===== DOCUMENT SEGMENT =====

Rights are unique to human beings
rights only have meaning within a moral community
only human beings live in a moral community
adult mammals don't understand or practice living according to a moral code
the differences in the way human beings and adult mammals experience the world are morally relevant
therefore rights is a uniquely human concept and only applies to human beings
Animals don't behave morally
Some argue that since animals don't behave in a moral way they don't deserve moral treatment from other beings.

Animals, it's argued, usually behave selfishly, and look after their own interests, while human beings will often help other people, even if doing so is to their own disadvantage.

Not all scientists agree: Jane Goodall, an expert on chimpanzees has reported that they sometimes show truly altruistic behaviour.

Animals don't have rights against other animals
Another reason for thinking that animals don't behave morally is that even the most enthusiastic supporters of animal rights only argue that animals have rights against human beings, not against other animals.

===== MATERIAL PROVIDED =====

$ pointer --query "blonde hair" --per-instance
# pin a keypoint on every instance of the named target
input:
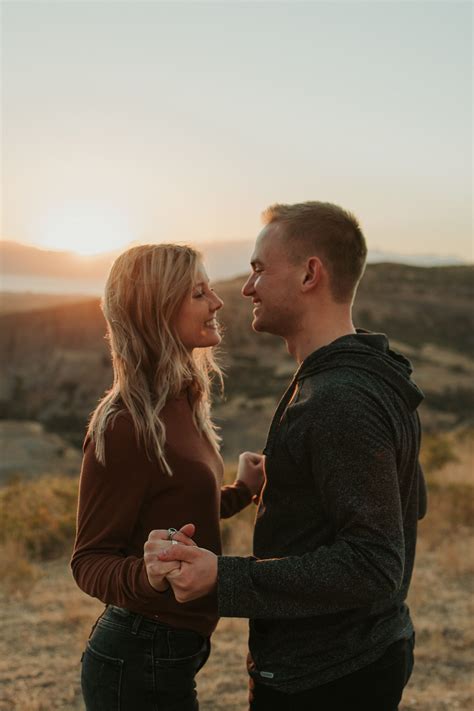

=====

### WRITTEN INSTRUCTION 1
In the passage on animal rights, what has Jane Goodall reported about chimpanzees?
### WRITTEN INSTRUCTION 2
Extract the stretch of the passage on animal rights from "Animals, it's argued, usually" through "truly altruistic behaviour.".
The listing has nothing to do with the passage on animal rights.

### TASK RESULT 1
She has reported that chimpanzees sometimes show truly altruistic behavior.

### TASK RESULT 2
Animals, it's argued, usually behave selfishly, and look after their own interests, while human beings will often help other people, even if doing so is to their own disadvantage.

Not all scientists agree: Jane Goodall, an expert on chimpanzees has reported that they sometimes show truly altruistic behaviour.